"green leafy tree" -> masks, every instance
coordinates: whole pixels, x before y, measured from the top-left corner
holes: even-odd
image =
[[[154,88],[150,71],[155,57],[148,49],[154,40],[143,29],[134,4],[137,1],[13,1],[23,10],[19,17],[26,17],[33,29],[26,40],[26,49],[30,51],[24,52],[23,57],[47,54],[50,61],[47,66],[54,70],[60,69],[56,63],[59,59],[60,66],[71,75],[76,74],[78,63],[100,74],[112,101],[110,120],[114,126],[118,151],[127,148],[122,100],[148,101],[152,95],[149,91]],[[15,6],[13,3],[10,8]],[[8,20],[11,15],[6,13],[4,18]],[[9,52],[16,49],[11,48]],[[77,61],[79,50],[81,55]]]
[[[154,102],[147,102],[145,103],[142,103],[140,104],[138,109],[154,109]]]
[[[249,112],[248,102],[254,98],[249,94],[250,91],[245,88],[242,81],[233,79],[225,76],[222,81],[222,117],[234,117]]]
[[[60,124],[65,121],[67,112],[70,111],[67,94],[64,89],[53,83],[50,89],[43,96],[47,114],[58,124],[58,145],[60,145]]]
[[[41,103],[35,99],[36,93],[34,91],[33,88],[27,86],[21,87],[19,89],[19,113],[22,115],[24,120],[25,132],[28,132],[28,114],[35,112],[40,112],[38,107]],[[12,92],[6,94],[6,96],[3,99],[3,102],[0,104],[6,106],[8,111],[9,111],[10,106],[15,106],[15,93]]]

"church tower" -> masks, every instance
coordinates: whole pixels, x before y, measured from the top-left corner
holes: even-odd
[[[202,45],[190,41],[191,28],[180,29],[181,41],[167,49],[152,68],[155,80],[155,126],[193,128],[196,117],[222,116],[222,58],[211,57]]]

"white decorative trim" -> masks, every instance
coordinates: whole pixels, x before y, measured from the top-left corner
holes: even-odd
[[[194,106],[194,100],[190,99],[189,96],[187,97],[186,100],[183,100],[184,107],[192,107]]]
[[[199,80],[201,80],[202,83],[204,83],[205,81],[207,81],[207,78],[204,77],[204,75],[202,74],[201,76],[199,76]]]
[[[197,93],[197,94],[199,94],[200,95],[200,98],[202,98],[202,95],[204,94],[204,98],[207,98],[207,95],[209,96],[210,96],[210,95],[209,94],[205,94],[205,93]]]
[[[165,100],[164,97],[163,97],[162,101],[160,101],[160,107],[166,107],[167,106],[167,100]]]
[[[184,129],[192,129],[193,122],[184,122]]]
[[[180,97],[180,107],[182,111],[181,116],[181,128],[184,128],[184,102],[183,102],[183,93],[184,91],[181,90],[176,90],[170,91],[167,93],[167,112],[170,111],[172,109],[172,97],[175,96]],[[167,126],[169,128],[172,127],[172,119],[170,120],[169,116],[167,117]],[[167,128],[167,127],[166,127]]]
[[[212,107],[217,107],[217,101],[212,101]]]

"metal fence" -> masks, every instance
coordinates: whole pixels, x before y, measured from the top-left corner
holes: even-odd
◆ ◆ ◆ ◆
**Goal**
Tally the lines of the entries above that contain the word "masks", with case counting, and reply with the number alone.

**Finished answer**
4